_ENTRIES SHOWN_:
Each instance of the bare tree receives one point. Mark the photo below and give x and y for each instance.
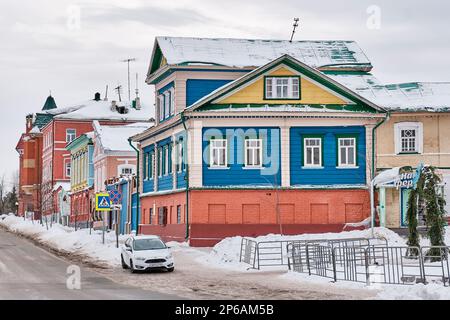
(2, 193)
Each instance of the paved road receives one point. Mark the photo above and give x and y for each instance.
(29, 272)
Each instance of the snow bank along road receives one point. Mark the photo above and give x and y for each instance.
(29, 272)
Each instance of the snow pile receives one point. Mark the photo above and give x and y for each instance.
(226, 253)
(67, 239)
(416, 292)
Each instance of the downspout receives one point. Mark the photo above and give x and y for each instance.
(183, 119)
(137, 185)
(372, 187)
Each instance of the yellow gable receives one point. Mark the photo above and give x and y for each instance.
(310, 93)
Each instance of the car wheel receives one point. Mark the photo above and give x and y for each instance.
(132, 267)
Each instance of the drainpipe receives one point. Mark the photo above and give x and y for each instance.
(137, 186)
(183, 119)
(372, 187)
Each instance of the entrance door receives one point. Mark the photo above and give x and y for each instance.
(446, 182)
(404, 196)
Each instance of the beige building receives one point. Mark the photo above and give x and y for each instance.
(417, 131)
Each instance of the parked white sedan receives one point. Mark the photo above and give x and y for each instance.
(146, 253)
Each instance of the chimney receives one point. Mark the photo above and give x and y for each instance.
(138, 103)
(29, 122)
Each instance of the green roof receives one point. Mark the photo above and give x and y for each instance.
(42, 119)
(49, 104)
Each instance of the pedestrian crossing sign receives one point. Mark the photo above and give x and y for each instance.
(102, 202)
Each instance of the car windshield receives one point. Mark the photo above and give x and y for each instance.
(148, 244)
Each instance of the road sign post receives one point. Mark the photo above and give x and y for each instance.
(103, 204)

_THE REQUEST_: Rewrite all of the data above as a numbered list without blank lines, omitting the picture.

_THE COMPLETED TASK_:
1. Each instance of the bare tree receives one point. Mark the photo below and give x and y for each instance.
2. (2, 193)
3. Each instance of the paved road receives one point. Mark the photo above and give x and y for each instance.
4. (29, 272)
5. Each instance of the snow bank along road receives one point. Mark the photo above and give x and y for each instance.
6. (29, 272)
7. Each instance of the snow pile receives one point. Mark the photo above and give x and y for each instance.
8. (226, 253)
9. (67, 239)
10. (416, 292)
11. Each instance of the downspout receives one point. Mark the photo above and give x and y for each instance.
12. (183, 119)
13. (137, 185)
14. (372, 187)
15. Each instance of the yellow gable receives one point. Mark the photo above and give x and y for each instance.
16. (310, 93)
17. Each instance of the car wheel receives one point. Mark the photo above and give x and y for each instance.
18. (132, 267)
19. Each instance of the drainpipe receives one point. Mark the photo above and give x and y for each instance.
20. (137, 186)
21. (183, 119)
22. (372, 187)
23. Each instance of the entrance door receives one point. Mark the photo above and give x and y for each instance.
24. (446, 182)
25. (404, 196)
26. Each instance of the beige building receives one point. Mark the photo above and give x and y for each instance.
27. (417, 131)
28. Each instance of the parked white sedan receives one point. Mark the photo above and give x and y for each instance.
29. (146, 253)
30. Each instance of the chimney receives one point. Mark the photo above and give x and y for each instance.
31. (138, 103)
32. (29, 122)
33. Each instance of the green roof receives one point. Mark the photo above and give x and y for each instance.
34. (42, 119)
35. (49, 104)
36. Each instance of the pedestrian crossing sign receives one point. Mark the photo above and give x and y for each instance.
37. (102, 202)
38. Each instance of the car windshield receives one point. Mark the photo above and give x and y for each instance.
39. (148, 244)
40. Each instance of the road sign post receives one point. Mark the photo above and give x and y for each instance.
41. (103, 204)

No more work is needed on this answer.